# Assigned task:
Copy the entries below exactly, but only from the line containing "Where in the photo above can the bridge railing" through the final line.

Start of Data listing

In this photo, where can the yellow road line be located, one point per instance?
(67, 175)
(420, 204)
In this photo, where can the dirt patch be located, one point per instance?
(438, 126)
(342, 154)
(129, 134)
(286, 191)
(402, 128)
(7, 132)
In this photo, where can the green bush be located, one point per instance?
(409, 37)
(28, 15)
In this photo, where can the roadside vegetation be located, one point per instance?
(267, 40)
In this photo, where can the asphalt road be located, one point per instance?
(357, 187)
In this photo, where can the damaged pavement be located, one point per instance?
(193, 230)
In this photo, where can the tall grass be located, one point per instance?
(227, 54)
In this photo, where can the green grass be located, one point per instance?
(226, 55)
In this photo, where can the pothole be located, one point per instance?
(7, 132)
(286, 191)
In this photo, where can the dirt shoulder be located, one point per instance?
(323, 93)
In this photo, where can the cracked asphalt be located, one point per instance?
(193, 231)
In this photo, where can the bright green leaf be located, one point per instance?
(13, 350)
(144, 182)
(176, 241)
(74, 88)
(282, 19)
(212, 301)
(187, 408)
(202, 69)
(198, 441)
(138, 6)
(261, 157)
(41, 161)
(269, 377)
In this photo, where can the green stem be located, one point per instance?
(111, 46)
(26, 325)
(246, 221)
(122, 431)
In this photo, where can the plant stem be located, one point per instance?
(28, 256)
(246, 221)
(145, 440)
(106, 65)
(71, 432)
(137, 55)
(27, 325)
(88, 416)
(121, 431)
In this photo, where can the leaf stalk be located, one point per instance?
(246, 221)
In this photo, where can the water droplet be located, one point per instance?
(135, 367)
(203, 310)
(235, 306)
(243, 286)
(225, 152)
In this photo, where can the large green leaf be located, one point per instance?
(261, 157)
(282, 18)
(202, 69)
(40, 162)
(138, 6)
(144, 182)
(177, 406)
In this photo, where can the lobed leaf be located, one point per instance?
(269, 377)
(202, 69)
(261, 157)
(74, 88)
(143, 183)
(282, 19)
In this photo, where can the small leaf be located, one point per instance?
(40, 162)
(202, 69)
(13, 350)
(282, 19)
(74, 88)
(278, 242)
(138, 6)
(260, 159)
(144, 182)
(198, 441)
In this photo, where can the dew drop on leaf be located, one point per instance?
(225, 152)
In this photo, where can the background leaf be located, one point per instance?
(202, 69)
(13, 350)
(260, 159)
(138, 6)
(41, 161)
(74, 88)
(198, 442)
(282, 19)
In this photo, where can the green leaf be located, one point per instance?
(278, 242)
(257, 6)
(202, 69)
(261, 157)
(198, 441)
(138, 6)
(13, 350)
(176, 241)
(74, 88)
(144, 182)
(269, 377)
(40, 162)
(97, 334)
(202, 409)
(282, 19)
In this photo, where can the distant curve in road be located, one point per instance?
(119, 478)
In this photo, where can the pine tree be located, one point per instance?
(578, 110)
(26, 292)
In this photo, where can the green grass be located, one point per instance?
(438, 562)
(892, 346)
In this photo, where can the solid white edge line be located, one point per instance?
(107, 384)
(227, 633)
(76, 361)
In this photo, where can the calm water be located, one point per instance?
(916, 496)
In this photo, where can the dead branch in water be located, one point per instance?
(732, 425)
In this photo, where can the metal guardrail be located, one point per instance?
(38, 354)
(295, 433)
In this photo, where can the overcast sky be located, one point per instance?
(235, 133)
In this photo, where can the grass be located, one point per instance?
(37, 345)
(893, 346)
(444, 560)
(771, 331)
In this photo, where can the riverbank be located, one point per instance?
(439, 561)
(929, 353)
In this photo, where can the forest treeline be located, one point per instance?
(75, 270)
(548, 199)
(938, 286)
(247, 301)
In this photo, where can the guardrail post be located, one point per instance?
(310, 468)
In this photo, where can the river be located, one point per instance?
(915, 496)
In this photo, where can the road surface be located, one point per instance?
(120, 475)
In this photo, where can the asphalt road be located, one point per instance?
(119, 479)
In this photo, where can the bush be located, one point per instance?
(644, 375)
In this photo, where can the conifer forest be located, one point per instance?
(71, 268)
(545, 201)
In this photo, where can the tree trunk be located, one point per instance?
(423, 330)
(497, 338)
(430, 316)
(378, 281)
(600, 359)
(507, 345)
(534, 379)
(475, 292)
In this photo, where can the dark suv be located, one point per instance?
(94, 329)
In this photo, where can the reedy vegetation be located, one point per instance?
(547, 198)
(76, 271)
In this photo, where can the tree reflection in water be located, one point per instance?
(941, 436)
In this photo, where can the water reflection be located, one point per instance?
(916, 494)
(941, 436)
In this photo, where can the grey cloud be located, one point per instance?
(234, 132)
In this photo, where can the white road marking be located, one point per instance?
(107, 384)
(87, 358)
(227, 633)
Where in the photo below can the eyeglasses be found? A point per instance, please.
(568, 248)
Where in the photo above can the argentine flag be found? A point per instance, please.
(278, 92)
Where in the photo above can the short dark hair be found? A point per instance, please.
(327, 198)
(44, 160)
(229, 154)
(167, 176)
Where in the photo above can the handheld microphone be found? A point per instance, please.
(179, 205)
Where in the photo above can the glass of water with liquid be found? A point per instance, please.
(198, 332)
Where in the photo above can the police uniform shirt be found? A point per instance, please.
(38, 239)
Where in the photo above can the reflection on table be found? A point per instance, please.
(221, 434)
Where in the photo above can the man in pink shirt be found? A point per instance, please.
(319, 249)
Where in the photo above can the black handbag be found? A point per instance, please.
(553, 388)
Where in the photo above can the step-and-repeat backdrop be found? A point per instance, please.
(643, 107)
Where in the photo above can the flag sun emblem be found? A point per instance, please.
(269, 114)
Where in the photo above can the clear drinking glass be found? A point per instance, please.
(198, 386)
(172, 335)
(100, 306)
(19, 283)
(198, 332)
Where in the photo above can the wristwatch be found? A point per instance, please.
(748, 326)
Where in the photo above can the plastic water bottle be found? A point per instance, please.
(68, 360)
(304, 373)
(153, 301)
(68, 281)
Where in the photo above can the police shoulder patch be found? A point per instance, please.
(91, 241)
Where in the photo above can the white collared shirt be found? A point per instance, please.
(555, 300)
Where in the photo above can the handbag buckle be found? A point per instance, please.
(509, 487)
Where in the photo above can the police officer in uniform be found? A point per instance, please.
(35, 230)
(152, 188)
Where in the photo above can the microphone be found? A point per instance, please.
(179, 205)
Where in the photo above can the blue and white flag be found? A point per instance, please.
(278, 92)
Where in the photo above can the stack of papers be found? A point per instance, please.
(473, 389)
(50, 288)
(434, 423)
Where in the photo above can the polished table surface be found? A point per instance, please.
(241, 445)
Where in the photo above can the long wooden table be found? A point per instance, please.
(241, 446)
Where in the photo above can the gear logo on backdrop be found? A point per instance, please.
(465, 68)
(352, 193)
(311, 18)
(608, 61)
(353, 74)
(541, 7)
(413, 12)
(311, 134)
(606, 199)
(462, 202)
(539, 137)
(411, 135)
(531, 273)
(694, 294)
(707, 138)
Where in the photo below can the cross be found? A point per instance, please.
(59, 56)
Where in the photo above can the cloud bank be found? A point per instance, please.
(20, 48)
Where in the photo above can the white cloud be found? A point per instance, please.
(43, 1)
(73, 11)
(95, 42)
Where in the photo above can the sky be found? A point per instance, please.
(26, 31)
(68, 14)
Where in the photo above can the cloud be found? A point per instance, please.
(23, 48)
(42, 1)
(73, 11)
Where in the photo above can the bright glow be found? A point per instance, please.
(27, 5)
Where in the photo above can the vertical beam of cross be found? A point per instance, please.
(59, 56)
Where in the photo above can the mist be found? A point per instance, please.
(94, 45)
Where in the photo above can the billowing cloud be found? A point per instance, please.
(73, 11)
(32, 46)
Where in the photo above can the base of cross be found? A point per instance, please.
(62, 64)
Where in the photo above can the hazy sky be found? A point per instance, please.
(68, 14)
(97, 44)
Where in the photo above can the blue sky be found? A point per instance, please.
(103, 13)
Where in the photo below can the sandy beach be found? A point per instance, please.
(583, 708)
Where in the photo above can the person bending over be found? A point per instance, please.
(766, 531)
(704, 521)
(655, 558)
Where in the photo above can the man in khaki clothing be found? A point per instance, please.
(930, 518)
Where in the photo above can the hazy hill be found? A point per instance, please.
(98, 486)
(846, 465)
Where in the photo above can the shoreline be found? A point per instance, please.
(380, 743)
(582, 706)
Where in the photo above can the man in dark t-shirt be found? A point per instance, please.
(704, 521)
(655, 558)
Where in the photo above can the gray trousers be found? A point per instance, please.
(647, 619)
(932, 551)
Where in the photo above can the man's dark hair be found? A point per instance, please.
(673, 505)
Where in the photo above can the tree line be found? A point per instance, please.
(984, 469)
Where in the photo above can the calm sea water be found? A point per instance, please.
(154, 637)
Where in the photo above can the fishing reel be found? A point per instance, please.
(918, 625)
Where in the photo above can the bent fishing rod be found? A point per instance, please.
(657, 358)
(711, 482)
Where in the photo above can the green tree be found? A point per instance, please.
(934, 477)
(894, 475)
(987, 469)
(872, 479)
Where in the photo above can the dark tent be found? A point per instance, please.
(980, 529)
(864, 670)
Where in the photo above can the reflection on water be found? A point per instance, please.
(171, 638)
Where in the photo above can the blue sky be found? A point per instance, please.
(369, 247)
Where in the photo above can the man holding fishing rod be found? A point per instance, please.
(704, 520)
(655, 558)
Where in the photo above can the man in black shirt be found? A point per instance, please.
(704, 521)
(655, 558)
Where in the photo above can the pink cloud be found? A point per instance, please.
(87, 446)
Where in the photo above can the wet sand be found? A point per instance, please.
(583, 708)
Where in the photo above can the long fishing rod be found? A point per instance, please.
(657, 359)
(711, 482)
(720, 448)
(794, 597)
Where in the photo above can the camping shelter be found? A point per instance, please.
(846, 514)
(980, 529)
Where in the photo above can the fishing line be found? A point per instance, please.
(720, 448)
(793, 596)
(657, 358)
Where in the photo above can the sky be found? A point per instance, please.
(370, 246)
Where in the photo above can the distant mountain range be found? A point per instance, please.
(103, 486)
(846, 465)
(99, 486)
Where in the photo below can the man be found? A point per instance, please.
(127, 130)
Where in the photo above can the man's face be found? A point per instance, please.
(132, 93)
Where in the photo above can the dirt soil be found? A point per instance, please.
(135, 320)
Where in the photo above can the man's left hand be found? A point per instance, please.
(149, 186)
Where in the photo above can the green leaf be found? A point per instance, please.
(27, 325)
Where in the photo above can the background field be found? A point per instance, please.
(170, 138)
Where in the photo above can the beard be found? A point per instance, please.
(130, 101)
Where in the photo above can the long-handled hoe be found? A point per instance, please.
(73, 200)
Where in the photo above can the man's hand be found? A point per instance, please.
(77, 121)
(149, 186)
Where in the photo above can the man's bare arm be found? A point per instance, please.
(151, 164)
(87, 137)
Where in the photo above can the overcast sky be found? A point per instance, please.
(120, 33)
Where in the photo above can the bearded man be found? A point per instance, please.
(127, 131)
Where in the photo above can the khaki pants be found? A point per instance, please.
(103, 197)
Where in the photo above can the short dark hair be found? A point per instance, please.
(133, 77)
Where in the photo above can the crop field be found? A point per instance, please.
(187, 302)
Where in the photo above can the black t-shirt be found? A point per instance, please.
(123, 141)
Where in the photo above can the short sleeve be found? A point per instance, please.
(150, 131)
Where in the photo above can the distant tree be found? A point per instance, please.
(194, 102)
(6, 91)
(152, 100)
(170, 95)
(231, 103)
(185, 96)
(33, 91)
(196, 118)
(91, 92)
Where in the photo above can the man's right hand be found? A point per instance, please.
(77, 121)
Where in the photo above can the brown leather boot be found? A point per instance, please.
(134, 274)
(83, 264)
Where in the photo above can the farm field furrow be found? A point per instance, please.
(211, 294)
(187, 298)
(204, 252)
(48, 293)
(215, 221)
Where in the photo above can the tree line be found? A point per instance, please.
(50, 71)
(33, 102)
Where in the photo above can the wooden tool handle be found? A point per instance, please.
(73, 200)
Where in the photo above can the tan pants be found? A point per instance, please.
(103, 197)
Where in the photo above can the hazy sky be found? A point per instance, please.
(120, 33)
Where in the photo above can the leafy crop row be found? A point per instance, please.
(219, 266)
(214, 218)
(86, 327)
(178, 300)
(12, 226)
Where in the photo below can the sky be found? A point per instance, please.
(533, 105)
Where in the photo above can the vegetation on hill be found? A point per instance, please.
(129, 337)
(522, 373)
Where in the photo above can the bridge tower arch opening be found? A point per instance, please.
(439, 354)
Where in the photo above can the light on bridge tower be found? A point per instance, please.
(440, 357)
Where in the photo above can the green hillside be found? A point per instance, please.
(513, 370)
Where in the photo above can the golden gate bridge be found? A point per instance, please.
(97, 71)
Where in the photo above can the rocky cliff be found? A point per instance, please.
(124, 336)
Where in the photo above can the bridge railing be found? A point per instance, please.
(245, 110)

End of Data listing

# Solution below:
Where in the photo above can the bridge railing be found? A point per instance, please.
(245, 110)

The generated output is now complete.